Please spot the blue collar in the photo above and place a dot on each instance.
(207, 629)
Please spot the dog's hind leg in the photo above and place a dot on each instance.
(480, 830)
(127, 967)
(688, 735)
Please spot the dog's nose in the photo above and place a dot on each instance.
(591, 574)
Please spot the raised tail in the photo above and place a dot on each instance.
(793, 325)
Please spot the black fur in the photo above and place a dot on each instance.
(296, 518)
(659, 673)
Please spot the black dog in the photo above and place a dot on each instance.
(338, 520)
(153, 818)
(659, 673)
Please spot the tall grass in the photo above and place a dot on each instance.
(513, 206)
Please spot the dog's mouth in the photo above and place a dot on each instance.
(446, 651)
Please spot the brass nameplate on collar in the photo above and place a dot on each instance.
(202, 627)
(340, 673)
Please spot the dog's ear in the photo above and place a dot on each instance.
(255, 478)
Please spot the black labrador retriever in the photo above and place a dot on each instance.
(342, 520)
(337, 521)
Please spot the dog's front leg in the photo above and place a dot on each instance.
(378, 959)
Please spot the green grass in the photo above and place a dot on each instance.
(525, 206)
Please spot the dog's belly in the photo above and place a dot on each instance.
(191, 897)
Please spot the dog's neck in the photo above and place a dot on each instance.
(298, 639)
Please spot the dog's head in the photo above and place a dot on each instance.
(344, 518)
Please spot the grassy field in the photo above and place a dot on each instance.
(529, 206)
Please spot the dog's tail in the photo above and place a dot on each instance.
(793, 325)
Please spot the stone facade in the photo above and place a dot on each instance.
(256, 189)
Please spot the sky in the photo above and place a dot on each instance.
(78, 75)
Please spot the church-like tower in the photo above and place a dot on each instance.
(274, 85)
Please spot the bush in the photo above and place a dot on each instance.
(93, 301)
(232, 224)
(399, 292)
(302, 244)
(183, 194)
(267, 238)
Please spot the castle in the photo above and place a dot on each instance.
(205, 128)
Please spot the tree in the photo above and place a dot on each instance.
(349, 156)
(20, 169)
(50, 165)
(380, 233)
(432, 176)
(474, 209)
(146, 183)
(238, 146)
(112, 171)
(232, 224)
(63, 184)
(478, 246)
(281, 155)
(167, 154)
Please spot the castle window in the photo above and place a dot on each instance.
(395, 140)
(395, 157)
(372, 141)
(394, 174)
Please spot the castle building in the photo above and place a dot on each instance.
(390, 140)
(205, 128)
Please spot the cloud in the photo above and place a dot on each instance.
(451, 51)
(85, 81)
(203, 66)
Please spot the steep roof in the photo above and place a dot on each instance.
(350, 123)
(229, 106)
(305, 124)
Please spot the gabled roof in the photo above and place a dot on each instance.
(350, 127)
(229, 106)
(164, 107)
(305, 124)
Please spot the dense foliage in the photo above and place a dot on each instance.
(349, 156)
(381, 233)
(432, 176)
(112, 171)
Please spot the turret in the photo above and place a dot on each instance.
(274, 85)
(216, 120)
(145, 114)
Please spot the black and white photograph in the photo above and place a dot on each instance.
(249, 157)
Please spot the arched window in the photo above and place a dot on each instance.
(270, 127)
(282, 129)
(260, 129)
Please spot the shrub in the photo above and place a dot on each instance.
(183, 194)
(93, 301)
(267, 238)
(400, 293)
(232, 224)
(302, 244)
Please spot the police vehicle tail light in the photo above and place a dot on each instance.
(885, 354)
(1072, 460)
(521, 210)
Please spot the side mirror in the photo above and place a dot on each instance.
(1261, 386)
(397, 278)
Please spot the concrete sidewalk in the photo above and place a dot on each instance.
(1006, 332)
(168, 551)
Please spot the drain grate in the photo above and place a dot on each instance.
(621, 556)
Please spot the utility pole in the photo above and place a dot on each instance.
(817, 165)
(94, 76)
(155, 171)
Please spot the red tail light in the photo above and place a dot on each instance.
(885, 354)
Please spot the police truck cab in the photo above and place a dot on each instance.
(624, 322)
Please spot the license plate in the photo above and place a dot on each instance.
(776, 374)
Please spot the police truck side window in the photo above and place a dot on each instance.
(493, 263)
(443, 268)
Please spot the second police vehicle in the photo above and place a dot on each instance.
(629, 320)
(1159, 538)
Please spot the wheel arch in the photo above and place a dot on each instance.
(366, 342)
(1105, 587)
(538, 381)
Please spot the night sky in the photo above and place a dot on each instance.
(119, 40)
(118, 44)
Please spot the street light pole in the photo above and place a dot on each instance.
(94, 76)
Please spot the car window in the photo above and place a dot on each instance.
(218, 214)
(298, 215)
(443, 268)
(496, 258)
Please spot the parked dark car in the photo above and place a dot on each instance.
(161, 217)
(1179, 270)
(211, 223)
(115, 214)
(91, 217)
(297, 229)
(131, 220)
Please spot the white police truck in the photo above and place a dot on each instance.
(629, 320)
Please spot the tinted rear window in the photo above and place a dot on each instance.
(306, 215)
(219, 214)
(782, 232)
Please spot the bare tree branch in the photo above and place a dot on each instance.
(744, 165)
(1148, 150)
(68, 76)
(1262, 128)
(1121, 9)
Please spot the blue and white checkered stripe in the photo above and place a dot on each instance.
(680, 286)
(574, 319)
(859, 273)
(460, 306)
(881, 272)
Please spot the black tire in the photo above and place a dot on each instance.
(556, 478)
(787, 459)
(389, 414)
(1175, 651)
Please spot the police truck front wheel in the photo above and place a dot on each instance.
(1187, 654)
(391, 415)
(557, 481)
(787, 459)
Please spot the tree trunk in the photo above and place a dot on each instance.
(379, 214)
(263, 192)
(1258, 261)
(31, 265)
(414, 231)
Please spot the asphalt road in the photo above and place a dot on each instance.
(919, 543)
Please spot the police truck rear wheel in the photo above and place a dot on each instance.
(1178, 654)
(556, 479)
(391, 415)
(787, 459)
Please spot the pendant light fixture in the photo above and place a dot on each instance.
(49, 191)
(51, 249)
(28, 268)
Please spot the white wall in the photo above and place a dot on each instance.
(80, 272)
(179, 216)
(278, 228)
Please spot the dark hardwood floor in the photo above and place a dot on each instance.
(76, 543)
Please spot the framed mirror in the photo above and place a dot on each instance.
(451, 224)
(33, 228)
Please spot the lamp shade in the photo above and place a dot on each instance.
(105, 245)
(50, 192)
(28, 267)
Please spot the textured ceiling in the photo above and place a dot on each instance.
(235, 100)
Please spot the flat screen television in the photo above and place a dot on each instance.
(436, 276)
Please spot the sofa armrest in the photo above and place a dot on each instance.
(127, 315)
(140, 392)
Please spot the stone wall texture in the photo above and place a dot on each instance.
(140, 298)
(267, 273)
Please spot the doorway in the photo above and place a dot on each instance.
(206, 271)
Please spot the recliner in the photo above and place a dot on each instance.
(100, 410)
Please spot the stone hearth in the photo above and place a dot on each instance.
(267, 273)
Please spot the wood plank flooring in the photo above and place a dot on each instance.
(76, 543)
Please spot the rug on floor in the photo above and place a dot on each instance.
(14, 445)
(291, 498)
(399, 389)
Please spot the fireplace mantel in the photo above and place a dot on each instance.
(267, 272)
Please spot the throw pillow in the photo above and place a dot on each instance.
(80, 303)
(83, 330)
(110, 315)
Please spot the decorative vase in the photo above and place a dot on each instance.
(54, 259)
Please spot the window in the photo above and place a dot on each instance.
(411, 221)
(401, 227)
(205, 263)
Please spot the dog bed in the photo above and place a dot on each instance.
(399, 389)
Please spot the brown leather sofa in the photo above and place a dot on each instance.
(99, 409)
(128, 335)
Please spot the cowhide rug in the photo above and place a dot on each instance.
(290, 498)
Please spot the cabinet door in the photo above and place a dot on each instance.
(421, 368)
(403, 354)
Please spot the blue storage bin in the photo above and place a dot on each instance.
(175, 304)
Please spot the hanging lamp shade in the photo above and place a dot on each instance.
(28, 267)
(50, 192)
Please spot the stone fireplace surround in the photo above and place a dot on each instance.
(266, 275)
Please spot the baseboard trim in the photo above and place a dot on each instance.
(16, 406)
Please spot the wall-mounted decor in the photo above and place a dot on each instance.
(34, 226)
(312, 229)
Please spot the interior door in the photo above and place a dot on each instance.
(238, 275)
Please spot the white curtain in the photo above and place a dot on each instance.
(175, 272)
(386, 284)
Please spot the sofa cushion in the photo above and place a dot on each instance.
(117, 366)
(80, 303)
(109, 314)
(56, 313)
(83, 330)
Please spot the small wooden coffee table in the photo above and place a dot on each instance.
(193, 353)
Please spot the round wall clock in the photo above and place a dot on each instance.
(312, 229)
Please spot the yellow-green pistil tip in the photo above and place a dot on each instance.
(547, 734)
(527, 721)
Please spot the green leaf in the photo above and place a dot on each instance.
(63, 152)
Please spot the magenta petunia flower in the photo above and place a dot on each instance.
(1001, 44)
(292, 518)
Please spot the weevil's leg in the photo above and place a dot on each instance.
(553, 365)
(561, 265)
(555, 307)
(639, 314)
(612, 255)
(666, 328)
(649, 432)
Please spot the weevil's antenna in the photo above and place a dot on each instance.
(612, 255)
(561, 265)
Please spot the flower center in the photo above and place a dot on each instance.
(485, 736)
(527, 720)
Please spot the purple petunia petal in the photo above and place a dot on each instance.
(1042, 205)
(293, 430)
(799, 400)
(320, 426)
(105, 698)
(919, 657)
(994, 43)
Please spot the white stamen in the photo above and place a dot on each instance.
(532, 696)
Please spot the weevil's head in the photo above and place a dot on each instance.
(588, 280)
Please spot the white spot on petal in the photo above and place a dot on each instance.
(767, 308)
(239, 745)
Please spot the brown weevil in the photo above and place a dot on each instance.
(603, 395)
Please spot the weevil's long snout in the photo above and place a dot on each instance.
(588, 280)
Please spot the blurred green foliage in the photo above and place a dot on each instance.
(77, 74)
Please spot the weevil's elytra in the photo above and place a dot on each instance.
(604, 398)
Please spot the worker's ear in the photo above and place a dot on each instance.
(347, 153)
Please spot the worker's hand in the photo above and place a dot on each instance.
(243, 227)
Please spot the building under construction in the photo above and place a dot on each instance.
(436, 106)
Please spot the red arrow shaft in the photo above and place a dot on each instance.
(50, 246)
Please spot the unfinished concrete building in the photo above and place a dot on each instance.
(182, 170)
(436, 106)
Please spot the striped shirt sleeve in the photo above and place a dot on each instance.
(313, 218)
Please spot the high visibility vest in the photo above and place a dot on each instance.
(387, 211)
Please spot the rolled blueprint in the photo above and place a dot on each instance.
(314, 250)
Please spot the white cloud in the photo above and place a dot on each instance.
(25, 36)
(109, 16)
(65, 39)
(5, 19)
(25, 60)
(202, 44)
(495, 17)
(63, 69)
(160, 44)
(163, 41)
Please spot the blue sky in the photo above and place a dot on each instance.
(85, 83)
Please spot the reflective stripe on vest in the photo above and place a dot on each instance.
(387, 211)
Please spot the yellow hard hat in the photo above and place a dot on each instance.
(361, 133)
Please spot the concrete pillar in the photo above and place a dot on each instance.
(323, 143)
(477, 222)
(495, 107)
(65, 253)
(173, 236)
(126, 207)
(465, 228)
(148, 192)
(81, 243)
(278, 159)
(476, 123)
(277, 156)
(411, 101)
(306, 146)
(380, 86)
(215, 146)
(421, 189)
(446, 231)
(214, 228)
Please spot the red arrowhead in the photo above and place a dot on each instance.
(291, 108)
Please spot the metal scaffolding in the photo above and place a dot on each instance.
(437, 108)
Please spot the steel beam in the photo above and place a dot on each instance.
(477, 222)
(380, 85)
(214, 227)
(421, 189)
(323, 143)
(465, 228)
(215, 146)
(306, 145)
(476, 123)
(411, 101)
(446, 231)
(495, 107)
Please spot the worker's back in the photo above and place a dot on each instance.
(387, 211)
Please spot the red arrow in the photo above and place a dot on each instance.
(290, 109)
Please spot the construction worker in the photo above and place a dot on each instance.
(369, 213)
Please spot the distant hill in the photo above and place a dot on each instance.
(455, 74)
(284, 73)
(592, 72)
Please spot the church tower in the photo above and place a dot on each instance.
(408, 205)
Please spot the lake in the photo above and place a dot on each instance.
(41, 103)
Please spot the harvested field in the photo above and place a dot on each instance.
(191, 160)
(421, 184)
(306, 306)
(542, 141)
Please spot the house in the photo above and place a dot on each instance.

STATED TASK: Output exactly the lines between the one containing "Please spot the red arrowhead" and the final line above, both inclusive.

THE SOLUTION:
Please spot the red arrowhead in the photo above and place a dot on each instance.
(291, 108)
Please spot the metal scaffolding in the photo above and place a dot on each instance.
(437, 108)
Please spot the steel beam in the photo above and place a dot on each instance.
(477, 222)
(380, 85)
(214, 227)
(421, 189)
(323, 143)
(465, 228)
(215, 146)
(306, 145)
(476, 123)
(411, 101)
(446, 231)
(495, 107)
Please spot the worker's back in the photo above and place a dot on each instance.
(387, 211)
Please spot the red arrow in the photo above and place a dot on each instance.
(290, 109)
Please spot the construction worker in the photo above and place a dot on each instance.
(369, 213)
Please spot the distant hill in the photo above and place a dot on each instance.
(455, 74)
(284, 73)
(592, 72)
Please spot the church tower in the photo above and place a dot on each instance.
(408, 205)
Please spot the lake in the photo above and place a dot on each instance.
(41, 103)
Please spot the harvested field in the photo above and place a dot on each instance.
(191, 160)
(421, 184)
(306, 306)
(542, 141)
Please spot the house in the photo above and place a dot on each instance.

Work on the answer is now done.